**Action item**
Line by line, give the data again exactly as it appears.

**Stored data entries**
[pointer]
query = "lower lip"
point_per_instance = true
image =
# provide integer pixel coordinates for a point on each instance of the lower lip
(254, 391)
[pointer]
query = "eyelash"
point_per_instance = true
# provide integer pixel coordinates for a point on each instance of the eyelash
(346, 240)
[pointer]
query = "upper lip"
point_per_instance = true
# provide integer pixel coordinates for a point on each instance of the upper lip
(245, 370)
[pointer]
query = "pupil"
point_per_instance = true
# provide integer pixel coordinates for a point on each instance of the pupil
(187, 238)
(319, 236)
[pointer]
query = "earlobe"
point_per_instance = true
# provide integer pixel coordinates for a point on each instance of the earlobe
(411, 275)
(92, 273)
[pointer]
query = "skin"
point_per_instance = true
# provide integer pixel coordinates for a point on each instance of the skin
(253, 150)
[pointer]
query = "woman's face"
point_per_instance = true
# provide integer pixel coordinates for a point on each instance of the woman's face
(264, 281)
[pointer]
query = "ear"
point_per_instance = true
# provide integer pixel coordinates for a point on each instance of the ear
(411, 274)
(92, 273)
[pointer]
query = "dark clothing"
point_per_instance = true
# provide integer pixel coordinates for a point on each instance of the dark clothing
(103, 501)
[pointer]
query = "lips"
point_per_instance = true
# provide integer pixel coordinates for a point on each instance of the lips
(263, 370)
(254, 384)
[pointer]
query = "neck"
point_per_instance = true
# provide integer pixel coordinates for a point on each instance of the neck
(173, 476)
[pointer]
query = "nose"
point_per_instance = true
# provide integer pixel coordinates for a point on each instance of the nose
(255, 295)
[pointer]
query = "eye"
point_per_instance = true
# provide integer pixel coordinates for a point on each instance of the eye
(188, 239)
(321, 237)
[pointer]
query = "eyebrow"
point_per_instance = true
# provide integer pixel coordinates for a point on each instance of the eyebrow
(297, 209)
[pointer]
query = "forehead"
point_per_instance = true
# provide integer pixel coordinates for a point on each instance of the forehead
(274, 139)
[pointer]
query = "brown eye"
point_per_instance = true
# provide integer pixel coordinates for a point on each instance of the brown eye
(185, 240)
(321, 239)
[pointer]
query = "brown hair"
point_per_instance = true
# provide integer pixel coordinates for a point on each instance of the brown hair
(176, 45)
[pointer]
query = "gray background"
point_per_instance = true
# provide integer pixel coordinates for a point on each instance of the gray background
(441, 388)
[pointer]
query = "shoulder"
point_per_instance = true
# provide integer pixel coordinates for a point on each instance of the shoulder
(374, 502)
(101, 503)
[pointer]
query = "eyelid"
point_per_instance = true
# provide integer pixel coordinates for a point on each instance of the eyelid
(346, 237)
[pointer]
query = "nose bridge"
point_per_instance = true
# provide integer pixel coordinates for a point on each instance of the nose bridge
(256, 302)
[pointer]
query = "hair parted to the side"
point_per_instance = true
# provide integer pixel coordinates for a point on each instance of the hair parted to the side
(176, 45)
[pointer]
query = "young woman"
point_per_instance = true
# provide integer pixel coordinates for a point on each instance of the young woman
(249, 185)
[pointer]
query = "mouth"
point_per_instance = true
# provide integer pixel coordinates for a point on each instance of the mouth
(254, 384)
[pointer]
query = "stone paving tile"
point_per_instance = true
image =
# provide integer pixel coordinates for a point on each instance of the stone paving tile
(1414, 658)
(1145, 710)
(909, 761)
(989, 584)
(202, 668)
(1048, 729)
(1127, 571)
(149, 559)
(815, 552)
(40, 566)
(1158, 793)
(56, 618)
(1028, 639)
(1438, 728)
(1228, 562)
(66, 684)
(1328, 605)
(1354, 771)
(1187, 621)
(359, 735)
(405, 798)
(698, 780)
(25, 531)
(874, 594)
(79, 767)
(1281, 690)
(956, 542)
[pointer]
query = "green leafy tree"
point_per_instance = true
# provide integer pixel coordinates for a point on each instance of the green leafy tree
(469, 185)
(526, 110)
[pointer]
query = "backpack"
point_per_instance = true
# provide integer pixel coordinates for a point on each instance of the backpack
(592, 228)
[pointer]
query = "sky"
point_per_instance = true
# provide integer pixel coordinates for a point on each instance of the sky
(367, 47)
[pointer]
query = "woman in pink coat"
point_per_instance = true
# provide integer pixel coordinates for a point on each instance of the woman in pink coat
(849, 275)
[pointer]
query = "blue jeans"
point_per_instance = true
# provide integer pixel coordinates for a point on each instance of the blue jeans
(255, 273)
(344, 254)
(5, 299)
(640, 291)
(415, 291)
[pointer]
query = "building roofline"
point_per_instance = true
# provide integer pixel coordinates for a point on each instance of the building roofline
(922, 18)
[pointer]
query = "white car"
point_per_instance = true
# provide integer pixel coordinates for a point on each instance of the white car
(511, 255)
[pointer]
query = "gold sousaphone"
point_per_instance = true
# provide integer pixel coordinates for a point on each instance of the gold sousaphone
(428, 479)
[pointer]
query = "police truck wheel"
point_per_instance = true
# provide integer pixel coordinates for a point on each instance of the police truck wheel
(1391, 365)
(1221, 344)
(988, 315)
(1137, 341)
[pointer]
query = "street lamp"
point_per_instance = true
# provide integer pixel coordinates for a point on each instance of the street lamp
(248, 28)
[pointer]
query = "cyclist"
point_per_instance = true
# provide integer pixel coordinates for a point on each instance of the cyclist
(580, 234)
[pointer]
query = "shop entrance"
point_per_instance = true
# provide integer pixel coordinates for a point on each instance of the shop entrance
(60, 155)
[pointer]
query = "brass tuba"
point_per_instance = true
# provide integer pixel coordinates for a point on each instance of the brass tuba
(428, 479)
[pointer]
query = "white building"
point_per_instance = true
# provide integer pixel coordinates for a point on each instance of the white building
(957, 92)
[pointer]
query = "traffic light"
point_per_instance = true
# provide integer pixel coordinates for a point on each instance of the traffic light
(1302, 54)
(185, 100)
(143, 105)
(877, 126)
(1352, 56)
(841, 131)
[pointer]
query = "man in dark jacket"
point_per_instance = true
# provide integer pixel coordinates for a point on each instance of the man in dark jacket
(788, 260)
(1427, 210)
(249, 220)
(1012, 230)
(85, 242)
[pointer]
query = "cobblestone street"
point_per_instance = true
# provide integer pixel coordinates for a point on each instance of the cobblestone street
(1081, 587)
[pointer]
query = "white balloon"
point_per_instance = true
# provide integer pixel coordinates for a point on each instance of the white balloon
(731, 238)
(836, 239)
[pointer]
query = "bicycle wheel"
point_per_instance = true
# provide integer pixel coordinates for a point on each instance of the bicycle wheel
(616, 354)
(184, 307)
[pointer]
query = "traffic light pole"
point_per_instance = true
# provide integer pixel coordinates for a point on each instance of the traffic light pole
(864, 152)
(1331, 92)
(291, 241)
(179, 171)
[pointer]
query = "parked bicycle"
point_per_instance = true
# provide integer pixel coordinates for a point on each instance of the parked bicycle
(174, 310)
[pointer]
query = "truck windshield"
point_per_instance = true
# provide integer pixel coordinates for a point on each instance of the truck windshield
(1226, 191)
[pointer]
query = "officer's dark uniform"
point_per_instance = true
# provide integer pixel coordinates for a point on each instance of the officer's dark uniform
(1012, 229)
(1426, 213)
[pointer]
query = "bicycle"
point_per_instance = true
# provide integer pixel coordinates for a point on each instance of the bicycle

**Your solution**
[pointer]
query = "lower lip"
point_per_instance = true
image =
# provide integer pixel coordinates for a point on each instance of the lower lip
(254, 391)
[pointer]
query = "eyelash"
point_per_instance = true
# provide integer pixel coordinates for a point on each instance of the eyelash
(346, 240)
[pointer]
query = "upper lip"
point_per_instance = true
# provide integer pixel coordinates for a point on each instance of the upper lip
(245, 370)
[pointer]
query = "pupil"
point_per_instance = true
# provide integer pixel coordinates for a point on each instance of the pupil
(187, 238)
(319, 236)
[pointer]
query = "earlobe"
point_per_instance = true
# provide integer pixel coordinates for a point on each instance of the earlobe
(411, 275)
(92, 273)
[pointer]
query = "skin"
point_per_instance = true
# provide integer pixel coordinates for a point on each instance of the skin
(253, 150)
[pointer]
query = "woman's face"
point_per_instance = true
# provide integer pixel coordinates for a point on each instance of the woman's face
(264, 281)
[pointer]
query = "ear"
point_per_instance = true
# provide integer pixel coordinates for a point on each instance of the ear
(411, 274)
(92, 273)
[pointer]
query = "dark clothing"
point_per_instance = true
# provide integer pixel coordinates for a point on each instance of the dark clothing
(103, 501)
[pointer]
query = "lips"
point_per_instance = true
# provide integer pixel coordinates for a point on each instance of the lips
(263, 370)
(254, 384)
[pointer]
query = "neck"
point_per_instance = true
# provide integer pixel coordinates for a point on each instance of the neck
(173, 476)
[pointer]
query = "nose"
point_per_instance = true
# provide integer pixel coordinates for a point on each instance of the nose
(255, 295)
[pointer]
query = "eye"
point_per_instance = true
# provide integer pixel coordinates for a point on each instance of the eye
(188, 239)
(321, 237)
[pointer]
query = "eyebrow"
point_per_instance = true
# provide integer pixel coordinates for a point on each instance of the eyebrow
(297, 209)
[pointer]
query = "forehead"
point_per_instance = true
# provide integer pixel coordinates for a point on each instance of the forehead
(274, 139)
[pointer]
query = "brown eye"
point_per_instance = true
# provide integer pixel coordinates for a point on each instance of the brown eye
(185, 240)
(321, 239)
[pointer]
query = "brown hair"
point_per_instance = true
# provide integer pixel coordinates for a point on each instance of the brown hair
(176, 45)
[pointer]
query = "gray background"
point_per_instance = true
# provide integer pixel coordinates for a point on each instance of the gray background
(441, 388)
[pointer]
query = "shoulder"
point_per_instance = true
# provide integer pixel coordinates for a point on each instance of the shoulder
(374, 502)
(101, 503)
[pointer]
query = "eyelid"
point_per_instance = true
# provide integer pixel coordinates for a point on each instance of the eyelid
(346, 237)
[pointer]
query = "nose bridge"
point_per_instance = true
# provide integer pixel coordinates for a point on each instance of the nose bridge
(256, 302)
[pointer]
query = "hair parted to the side"
point_per_instance = true
# provide integer pixel coordinates for a point on each instance of the hair parted to the side
(176, 45)
[pointer]
query = "young woman"
point_per_instance = true
# provide integer pixel coordinates for a point on each instance of the young woman
(249, 185)
[pointer]
query = "mouth"
point_per_instance = true
# provide integer pixel coordinates for a point on each instance of the mouth
(254, 384)
[pointer]
query = "stone paving tile"
point_per_instance = true
image =
# provide integer pixel coordinates for a point on each instance of the stone paving tile
(1414, 658)
(1145, 710)
(909, 761)
(989, 584)
(202, 668)
(1048, 729)
(1127, 571)
(149, 559)
(815, 552)
(40, 566)
(1158, 793)
(56, 618)
(1028, 639)
(1438, 728)
(1228, 562)
(66, 684)
(1328, 605)
(1354, 771)
(1187, 621)
(359, 735)
(405, 798)
(698, 780)
(25, 531)
(874, 594)
(79, 767)
(1281, 690)
(956, 542)
[pointer]
query = "green leafy tree"
point_per_instance = true
# provide integer pixel coordinates for a point on each instance of the green leafy tree
(469, 185)
(526, 110)
[pointer]
query = "backpack"
point_per_instance = true
# provide integer pixel coordinates for a point on each instance of the backpack
(592, 228)
[pointer]
query = "sky"
point_per_instance = true
# provide integer pixel coordinates for a point on each instance of the sky
(367, 47)
[pointer]
query = "woman in pink coat"
point_per_instance = true
# provide integer pixel coordinates for a point on each instance of the woman in pink coat
(849, 275)
[pointer]
query = "blue jeans"
point_per_instance = true
# provide integer pixel coordinates for a point on each instance of the blue jeans
(255, 273)
(344, 254)
(5, 299)
(640, 291)
(415, 291)
[pointer]
query = "building roofline"
point_per_instance = true
# provide integer pixel coordinates for a point on each instance of the building roofline
(922, 18)
[pointer]
query = "white car"
point_per_instance = true
# provide integer pixel coordinates for a point on each instance of the white car
(511, 255)
[pointer]
query = "gold sousaphone"
point_per_instance = true
# provide integer pixel coordinates for a point on each instance of the gold sousaphone
(428, 479)
[pointer]
query = "police truck wheel"
point_per_instance = true
# provide integer pixel coordinates for a point on each instance of the police truck wheel
(1391, 365)
(1221, 344)
(988, 315)
(1137, 341)
[pointer]
query = "street lamp"
point_per_instance = true
# provide integer pixel coordinates for a point on each instance of the street lamp
(248, 28)
[pointer]
query = "cyclist"
point_per_instance = true
# provide integer pixel coordinates for a point on each instance of the cyclist
(580, 234)
[pointer]
query = "shop entrance"
point_per_instance = true
# provide integer pixel coordinates for a point on each instance of the shop entrance
(60, 155)
[pointer]
query = "brass tuba"
point_per_instance = true
# provide integer pixel coordinates for a point on each instance of the brass tuba
(428, 479)
[pointer]
query = "white building"
point_per_instance = true
# provide integer pixel coordinates for a point on each instance of the white building
(957, 92)
[pointer]
query = "traffic light"
point_per_instance = true
# provide integer pixel coordinates for a point on each instance of the traffic light
(1302, 54)
(185, 100)
(143, 105)
(877, 126)
(1352, 56)
(841, 131)
[pointer]
query = "man in dark jacket"
point_per_instance = true
# provide integer pixel coordinates for a point on each instance of the man in dark jacket
(788, 260)
(1427, 210)
(249, 220)
(1012, 230)
(85, 242)
[pointer]
query = "cobblestone street"
point_per_instance = true
# provide integer pixel coordinates for a point on each instance of the cobblestone street
(1081, 587)
[pointer]
query = "white balloon"
point_per_instance = true
# provide integer pixel coordinates for a point on each instance of the white balloon
(731, 238)
(836, 239)
[pointer]
query = "bicycle wheel"
point_per_instance = true
# provide integer pixel coordinates for a point on each instance of the bicycle wheel
(616, 354)
(184, 307)
[pointer]
query = "traffic light pole"
point_per_instance = true
# provide integer pixel coordinates for a point on each instance of the traffic light pole
(864, 152)
(1331, 92)
(291, 241)
(179, 171)
[pointer]
query = "parked bicycle"
point_per_instance = true
# provide integer pixel coordinates for a point on each instance of the parked bicycle
(174, 310)
[pointer]
query = "truck windshield"
point_per_instance = true
# provide integer pixel coordinates for a point on each instance of the truck windshield
(1226, 191)
[pointer]
query = "officer's dark uniform"
point_per_instance = true
# provide integer pixel coordinates for a point on each instance of the officer's dark uniform
(1012, 229)
(1426, 213)
[pointer]
query = "bicycle"
point_per_instance = true
# provide integer pixel coordinates for a point on each instance of the bicycle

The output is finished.